# Document:
**********

40. The big one. Though, I think television and movies have a lot to answer for that one. I wrote about turning 30 (content warning: decade old writing!), and I wanted to mark this one too, somehow.
The above picture from a simpler time. Some months later, lightning would strike the hutch that Gin-Gin (the guinea pig) and Gibbles (our rabbit) lived in, and they both escaped to the wider world, happy somewhere in a field nibbling on hay and bits of grass. A decade later I'd realise it was a fox that helped them escape. A decade after that I'd realise there was probably no grand escape, only a grand meal, for the fox.
I remember regarding being 13 as an important age to me. Nothing about being old, but entirely about the symmetry of being born on the 13th and being 13. In fact, I turned 13 on Friday 13th - I was oddly incredibly proud of this. My best man at my wedding remarked during his speech, quite accurately, that I had always liked to be different: to move against the current, to run against the grain. Being 13 on such an unlucky day fit right in with me.
I remember losing time starring at the night sky and wondering about stars and distant universes, and promising myself that I'd leave this awful planet and live somewhere else. I remember thinking that I'd live up until I was 23.

**********

# Data supplied:
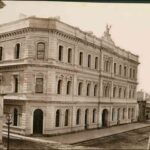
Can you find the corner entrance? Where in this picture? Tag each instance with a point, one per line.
(105, 118)
(38, 122)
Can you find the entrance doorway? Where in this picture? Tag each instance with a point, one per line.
(86, 118)
(38, 121)
(105, 118)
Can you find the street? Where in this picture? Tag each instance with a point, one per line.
(135, 139)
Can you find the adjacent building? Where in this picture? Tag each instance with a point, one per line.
(59, 79)
(1, 4)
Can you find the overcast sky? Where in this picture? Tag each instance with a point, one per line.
(130, 24)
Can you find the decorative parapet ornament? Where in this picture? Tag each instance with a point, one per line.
(1, 4)
(107, 36)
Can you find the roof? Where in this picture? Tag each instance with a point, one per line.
(56, 24)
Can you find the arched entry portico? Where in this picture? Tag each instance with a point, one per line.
(105, 118)
(38, 122)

**********

# What the exercise asks:
Continue the essay about turning 40 from the last sentence shown. The entries on this page have no connection to the essay about turning 40.

# Result below:
I remember turning 23 and running into some extremely complex and conflicted feelings.
I remember turning 30 and finally feeling like I was able to shed my teens and 20s. A wave of relief. I struggled a lot with myself during my 20s. I definitely didn't know how to drink alcohol and my friends can attest to the utter arsehole I was when I was drunk. I wasn't a bad person, or violent to other people, but goodness I was a pain.
Turning 30 somehow set me free of trying to be me, and let me settle in my skin for the first time. No longer trying to be the right person. That unsure version of me still exists inside of me, and comes back when I'm around those people I only knew during my 20s. I heard somewhere that it's not uncommon to revert to "old self" when you're around those people from your past.
Today I begin my 40s. I promised myself somewhere around 38 that I'd earn myself a six-pack by the time I was 40.
I've just checked the mirror: that's a negatory on the six-pack.
In defence of myself, first of all, at 38 had I been paying attention, I would have noticed that I did have that six-pack (under the right lighting conditions…!). Moreover, in the last 6 months a few more important things happened: mostly breaking down in new and interesting ways.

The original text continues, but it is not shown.